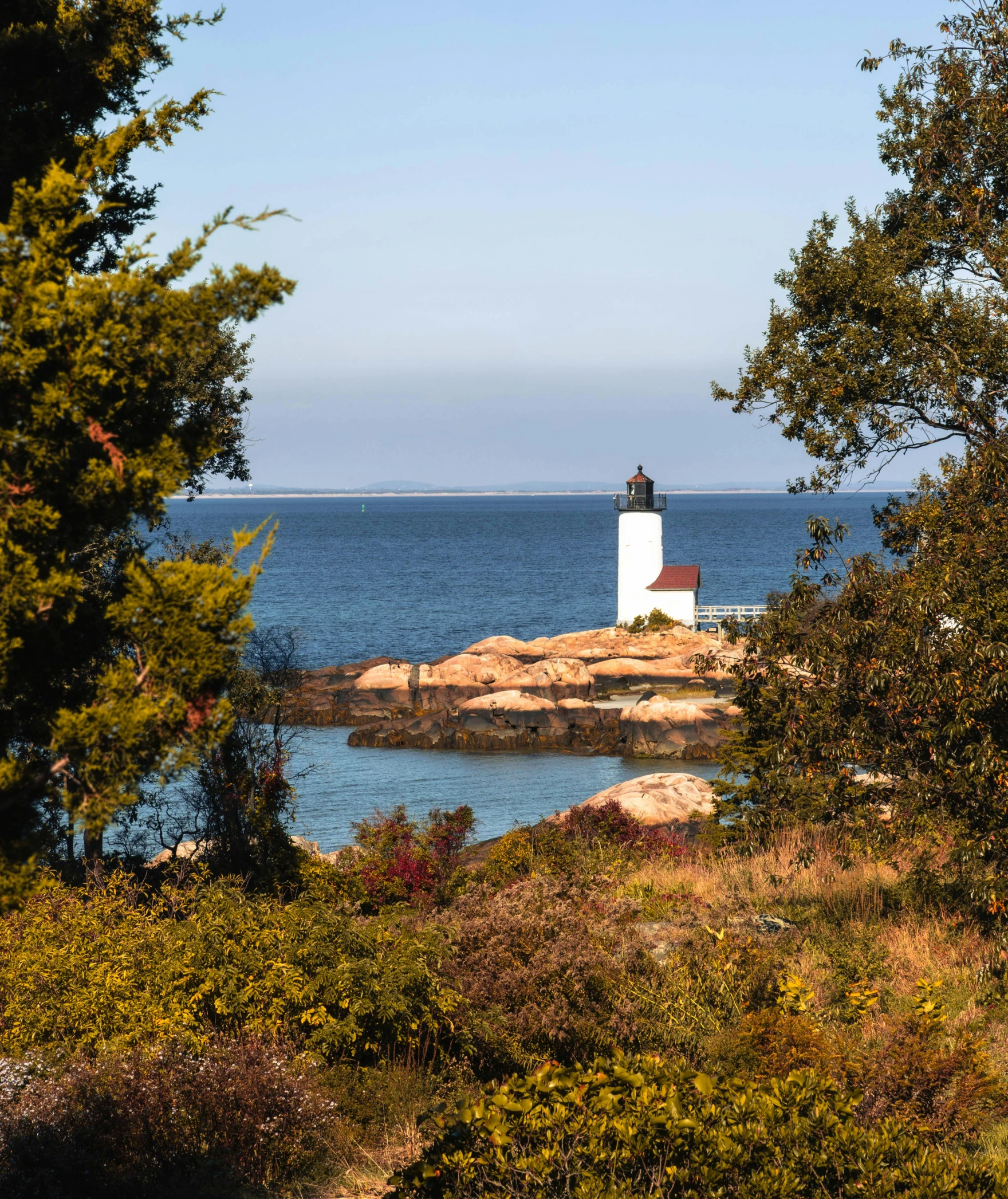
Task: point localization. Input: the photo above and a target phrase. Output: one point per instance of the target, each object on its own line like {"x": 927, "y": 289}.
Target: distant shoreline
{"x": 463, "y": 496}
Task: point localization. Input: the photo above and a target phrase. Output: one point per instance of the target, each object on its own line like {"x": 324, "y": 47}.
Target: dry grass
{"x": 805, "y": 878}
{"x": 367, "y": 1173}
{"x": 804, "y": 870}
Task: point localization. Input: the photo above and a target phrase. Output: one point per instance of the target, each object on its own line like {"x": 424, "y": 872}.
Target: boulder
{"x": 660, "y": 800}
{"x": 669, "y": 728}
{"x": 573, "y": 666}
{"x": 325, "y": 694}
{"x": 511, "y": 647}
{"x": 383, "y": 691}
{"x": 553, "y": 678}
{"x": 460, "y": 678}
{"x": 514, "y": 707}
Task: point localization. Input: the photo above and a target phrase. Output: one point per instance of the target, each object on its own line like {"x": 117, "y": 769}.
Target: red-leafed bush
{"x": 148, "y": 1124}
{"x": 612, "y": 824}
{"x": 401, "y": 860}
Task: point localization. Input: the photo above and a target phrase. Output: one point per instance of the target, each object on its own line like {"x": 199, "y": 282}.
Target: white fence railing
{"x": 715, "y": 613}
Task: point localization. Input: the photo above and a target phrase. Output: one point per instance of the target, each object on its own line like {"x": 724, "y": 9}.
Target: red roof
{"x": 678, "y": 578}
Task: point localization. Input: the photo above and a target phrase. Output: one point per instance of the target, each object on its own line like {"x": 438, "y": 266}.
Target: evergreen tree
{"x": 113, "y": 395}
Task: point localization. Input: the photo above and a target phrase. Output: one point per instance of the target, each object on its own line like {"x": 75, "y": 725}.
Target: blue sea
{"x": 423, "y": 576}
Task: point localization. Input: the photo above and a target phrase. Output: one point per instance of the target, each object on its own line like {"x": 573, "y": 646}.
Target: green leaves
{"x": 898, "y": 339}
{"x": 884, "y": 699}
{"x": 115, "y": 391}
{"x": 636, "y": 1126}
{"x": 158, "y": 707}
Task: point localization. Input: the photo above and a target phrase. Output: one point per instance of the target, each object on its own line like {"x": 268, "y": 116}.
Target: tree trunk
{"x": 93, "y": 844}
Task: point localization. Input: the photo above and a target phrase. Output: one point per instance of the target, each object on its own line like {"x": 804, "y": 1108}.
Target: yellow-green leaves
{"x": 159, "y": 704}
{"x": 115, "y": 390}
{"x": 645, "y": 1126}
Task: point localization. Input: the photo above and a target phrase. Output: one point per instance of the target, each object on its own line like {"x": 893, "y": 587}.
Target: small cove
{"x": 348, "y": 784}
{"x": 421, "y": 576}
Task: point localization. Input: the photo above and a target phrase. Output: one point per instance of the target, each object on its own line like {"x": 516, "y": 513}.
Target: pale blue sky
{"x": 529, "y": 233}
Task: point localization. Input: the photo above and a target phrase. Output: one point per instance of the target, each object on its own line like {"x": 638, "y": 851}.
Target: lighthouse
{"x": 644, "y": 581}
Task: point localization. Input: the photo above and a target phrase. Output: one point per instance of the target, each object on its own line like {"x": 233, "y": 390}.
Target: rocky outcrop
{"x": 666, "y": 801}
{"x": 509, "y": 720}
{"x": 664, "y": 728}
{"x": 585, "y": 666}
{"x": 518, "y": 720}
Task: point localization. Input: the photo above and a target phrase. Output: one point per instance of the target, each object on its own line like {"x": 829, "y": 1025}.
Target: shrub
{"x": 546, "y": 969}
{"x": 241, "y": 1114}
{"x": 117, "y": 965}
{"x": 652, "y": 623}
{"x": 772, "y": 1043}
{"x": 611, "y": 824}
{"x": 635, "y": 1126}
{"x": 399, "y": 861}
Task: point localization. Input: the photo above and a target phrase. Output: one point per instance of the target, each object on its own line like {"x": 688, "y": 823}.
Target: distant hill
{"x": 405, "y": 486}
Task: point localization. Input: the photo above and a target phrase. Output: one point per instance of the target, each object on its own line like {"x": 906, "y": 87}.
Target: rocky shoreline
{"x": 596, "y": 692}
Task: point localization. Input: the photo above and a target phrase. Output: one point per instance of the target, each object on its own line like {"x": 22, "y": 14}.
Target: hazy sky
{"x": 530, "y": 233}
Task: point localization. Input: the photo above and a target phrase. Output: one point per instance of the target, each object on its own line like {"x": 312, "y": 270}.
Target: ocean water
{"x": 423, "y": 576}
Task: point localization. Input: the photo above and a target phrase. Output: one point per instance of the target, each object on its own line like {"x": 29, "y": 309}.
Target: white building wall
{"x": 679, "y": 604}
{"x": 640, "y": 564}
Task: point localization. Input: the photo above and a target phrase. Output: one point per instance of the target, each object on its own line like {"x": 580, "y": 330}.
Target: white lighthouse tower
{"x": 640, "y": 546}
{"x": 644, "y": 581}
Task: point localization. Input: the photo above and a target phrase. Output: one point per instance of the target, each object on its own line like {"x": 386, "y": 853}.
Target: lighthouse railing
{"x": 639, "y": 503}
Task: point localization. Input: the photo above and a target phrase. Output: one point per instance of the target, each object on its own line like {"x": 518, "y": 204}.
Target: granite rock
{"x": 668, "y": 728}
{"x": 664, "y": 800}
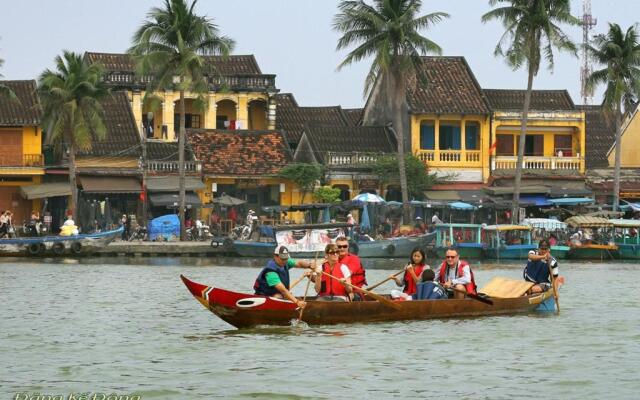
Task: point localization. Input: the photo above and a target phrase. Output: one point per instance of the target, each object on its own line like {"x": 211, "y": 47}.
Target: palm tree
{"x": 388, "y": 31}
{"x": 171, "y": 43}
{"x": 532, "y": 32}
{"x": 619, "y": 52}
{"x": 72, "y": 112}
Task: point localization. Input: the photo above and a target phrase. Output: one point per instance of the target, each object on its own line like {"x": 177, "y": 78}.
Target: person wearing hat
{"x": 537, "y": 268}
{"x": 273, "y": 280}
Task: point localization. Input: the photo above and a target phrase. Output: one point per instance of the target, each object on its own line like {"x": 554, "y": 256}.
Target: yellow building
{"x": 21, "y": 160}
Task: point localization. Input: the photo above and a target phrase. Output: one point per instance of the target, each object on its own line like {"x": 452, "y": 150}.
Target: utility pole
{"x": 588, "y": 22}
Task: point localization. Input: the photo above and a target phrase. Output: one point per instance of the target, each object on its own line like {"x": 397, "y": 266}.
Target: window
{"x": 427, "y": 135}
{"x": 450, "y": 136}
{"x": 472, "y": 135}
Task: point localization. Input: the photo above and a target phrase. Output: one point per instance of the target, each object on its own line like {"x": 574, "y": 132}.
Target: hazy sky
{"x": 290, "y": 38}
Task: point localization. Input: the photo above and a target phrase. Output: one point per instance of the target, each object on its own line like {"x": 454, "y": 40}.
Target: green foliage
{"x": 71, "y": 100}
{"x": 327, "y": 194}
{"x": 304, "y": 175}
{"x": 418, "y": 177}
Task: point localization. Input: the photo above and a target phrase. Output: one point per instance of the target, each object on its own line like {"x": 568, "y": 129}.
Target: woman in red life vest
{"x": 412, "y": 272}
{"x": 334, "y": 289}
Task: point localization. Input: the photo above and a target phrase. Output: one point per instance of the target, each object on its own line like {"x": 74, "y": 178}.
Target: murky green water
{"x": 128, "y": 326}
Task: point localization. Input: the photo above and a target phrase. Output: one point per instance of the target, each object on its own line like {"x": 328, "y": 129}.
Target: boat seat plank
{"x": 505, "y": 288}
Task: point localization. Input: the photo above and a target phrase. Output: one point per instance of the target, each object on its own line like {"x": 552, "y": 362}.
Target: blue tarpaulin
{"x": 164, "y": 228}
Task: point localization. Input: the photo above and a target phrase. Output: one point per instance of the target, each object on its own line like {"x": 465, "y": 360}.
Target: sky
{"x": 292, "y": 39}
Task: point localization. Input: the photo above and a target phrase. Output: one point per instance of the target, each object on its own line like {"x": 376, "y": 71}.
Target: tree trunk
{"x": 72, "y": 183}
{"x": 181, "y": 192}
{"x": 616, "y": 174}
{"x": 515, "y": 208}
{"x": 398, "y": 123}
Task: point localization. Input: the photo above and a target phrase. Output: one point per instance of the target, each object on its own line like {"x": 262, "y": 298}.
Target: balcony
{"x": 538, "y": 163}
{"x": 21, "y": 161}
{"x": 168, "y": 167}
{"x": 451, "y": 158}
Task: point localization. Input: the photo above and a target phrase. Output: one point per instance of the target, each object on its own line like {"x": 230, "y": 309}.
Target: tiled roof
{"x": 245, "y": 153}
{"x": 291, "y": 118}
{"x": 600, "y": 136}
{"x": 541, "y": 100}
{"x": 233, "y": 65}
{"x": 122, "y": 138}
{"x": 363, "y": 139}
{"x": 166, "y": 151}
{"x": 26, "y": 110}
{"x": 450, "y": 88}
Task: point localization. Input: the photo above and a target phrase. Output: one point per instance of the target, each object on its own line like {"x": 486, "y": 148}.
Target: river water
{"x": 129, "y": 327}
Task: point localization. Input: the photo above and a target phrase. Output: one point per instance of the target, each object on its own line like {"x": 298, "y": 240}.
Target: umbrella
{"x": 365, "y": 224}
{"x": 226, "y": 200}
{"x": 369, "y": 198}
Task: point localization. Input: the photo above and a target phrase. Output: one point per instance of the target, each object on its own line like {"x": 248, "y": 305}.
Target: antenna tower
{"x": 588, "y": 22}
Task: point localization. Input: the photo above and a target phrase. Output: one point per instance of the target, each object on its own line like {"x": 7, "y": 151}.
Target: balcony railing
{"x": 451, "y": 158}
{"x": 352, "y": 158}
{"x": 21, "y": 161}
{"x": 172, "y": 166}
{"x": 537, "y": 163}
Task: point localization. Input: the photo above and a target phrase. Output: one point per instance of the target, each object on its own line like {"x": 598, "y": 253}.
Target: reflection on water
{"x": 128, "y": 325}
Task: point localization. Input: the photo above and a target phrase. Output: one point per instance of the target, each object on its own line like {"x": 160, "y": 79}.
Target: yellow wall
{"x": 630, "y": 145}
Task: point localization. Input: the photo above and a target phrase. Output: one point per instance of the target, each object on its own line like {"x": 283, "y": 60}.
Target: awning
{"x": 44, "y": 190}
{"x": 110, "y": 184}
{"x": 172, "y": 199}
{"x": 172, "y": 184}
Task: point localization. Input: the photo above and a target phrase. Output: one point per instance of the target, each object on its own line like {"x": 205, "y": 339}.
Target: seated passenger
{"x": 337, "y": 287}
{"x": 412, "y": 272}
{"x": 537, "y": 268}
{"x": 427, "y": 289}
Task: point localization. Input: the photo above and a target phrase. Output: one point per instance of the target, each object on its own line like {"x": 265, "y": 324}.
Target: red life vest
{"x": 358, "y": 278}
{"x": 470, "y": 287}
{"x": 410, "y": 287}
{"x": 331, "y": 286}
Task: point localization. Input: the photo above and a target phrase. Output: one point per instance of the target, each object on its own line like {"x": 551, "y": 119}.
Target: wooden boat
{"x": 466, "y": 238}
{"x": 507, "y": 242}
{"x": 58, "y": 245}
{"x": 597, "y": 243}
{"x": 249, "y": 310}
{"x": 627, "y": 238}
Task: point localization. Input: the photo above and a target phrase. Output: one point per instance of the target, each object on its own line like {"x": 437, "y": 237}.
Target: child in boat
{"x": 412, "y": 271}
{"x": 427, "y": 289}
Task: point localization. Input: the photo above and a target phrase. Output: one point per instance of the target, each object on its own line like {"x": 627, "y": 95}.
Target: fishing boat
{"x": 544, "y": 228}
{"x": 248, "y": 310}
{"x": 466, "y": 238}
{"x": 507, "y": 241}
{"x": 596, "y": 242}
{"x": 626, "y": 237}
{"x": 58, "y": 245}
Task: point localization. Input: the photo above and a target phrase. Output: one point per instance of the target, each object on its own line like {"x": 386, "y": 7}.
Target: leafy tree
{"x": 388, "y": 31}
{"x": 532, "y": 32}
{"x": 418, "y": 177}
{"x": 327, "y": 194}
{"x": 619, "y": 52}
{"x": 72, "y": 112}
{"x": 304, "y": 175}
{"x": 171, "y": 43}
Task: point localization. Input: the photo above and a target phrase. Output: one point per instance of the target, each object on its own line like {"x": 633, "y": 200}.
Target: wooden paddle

------

• Your instructions: Pull out each line in the records above that contains the string "leaves", copying every such line unchanged.

• Worked answer:
Target: green leaves
Target: yellow-green leaves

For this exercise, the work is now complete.